- RAW DATA
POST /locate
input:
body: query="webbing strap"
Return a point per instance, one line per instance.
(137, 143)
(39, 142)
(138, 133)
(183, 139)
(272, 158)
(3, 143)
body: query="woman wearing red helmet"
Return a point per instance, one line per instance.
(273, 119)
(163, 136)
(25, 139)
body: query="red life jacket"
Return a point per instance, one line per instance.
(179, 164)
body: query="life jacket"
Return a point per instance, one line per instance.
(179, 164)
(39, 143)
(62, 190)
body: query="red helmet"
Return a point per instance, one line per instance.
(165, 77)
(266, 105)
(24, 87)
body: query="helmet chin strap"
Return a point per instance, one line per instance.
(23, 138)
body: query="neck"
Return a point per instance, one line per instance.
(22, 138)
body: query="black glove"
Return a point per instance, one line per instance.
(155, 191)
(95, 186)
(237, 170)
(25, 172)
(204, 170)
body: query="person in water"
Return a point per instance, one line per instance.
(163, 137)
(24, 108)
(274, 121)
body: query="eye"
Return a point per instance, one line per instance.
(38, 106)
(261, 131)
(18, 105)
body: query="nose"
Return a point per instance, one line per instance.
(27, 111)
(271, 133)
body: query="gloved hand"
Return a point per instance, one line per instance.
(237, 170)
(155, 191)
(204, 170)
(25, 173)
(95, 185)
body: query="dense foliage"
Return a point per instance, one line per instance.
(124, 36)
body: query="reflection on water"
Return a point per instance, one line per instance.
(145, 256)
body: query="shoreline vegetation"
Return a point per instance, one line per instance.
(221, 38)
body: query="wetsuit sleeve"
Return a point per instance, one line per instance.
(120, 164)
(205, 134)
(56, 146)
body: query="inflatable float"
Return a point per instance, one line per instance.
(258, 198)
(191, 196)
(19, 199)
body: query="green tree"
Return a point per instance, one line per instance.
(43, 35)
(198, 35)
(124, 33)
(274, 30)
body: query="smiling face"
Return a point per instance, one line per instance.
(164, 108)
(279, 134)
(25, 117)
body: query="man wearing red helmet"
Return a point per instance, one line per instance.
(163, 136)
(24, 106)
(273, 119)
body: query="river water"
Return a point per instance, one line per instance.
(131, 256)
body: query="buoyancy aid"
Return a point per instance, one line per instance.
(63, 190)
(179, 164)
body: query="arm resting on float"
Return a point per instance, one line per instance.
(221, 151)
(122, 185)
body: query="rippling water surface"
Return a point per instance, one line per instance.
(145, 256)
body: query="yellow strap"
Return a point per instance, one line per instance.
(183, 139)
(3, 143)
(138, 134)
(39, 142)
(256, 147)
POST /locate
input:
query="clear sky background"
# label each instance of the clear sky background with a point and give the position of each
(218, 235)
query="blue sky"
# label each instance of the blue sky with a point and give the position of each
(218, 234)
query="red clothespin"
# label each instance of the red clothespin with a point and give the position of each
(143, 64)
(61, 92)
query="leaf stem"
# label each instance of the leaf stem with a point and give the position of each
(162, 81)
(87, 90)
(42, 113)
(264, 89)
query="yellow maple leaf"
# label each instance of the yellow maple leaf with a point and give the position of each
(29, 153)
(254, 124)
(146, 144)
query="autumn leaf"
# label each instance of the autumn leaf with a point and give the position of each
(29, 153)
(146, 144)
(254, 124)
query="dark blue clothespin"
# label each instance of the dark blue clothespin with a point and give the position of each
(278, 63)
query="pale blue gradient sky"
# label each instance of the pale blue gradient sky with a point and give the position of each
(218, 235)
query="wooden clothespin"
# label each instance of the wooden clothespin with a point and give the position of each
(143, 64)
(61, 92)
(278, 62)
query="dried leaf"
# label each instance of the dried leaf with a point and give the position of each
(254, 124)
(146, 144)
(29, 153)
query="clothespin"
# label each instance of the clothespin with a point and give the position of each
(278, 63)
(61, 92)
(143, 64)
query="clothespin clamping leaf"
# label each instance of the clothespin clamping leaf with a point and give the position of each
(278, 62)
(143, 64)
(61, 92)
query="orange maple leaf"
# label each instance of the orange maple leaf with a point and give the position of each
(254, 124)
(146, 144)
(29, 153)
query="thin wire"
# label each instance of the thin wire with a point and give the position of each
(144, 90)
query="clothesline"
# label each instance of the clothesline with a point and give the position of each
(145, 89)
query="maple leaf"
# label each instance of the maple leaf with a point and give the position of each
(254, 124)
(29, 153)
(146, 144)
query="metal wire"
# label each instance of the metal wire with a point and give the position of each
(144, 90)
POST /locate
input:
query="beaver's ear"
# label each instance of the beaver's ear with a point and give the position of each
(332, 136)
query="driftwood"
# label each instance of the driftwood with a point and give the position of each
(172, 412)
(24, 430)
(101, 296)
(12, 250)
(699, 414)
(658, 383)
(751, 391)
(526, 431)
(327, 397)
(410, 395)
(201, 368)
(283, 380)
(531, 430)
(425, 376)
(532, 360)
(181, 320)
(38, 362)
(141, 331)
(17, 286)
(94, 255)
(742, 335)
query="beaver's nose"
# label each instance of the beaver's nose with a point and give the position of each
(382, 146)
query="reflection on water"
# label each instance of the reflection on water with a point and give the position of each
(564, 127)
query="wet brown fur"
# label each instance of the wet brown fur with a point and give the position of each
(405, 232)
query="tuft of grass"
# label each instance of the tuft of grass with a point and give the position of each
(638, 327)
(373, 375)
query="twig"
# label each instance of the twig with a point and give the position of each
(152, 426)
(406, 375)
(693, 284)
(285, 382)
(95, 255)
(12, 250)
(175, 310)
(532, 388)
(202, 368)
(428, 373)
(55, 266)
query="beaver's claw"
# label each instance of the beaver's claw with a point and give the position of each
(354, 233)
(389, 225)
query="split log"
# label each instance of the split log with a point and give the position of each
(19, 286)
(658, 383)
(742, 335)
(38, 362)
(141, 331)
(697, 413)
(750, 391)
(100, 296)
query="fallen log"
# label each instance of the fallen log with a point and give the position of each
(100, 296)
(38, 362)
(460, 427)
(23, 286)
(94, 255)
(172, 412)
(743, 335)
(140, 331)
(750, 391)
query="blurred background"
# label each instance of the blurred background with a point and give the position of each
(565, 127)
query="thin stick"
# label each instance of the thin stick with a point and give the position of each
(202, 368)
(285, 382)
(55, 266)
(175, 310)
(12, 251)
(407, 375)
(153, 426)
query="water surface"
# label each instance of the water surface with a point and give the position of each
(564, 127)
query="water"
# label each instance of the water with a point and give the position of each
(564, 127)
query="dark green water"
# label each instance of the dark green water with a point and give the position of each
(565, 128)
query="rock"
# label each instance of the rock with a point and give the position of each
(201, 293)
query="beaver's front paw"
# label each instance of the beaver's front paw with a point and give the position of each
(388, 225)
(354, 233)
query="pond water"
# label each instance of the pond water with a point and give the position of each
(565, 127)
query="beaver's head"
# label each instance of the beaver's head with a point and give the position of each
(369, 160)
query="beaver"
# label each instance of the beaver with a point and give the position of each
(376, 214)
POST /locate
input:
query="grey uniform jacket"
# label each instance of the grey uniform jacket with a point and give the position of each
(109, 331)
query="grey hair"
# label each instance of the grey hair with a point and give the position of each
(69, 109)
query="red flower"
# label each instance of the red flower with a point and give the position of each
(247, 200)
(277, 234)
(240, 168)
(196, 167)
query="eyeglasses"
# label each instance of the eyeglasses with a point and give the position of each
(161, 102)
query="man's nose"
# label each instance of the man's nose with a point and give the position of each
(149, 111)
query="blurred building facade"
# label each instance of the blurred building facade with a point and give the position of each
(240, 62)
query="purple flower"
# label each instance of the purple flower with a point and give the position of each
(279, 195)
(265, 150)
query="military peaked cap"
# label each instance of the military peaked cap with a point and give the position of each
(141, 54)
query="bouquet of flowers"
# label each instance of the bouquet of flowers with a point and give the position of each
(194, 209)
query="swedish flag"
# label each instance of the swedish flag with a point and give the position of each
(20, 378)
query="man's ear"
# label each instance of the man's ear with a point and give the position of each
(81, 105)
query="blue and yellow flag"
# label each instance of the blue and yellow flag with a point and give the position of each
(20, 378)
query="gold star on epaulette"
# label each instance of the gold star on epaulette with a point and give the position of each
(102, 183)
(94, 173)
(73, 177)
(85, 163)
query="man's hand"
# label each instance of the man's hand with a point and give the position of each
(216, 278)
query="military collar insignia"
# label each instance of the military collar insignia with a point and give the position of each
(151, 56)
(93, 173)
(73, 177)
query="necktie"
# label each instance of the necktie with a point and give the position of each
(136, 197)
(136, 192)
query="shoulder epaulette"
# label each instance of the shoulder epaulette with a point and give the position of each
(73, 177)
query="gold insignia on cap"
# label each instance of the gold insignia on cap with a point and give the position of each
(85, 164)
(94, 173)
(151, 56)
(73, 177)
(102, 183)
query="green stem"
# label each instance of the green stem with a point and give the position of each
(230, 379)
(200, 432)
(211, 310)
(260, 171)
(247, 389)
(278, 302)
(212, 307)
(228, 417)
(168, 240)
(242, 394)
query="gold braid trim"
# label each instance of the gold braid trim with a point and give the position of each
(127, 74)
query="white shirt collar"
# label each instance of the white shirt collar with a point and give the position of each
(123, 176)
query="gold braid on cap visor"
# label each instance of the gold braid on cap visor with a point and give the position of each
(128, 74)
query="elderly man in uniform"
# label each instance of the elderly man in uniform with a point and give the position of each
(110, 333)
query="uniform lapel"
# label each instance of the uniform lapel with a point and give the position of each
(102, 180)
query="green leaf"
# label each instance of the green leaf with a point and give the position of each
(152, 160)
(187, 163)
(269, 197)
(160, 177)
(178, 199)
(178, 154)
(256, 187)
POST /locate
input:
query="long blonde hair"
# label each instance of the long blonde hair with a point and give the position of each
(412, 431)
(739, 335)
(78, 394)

- EXERCISE DETAILS
Pull out each line of the items above that contains the string "swedish". Case counts.

- FINAL ANSWER
query="swedish flag"
# label each instance of the swedish flag with a point and give the position of each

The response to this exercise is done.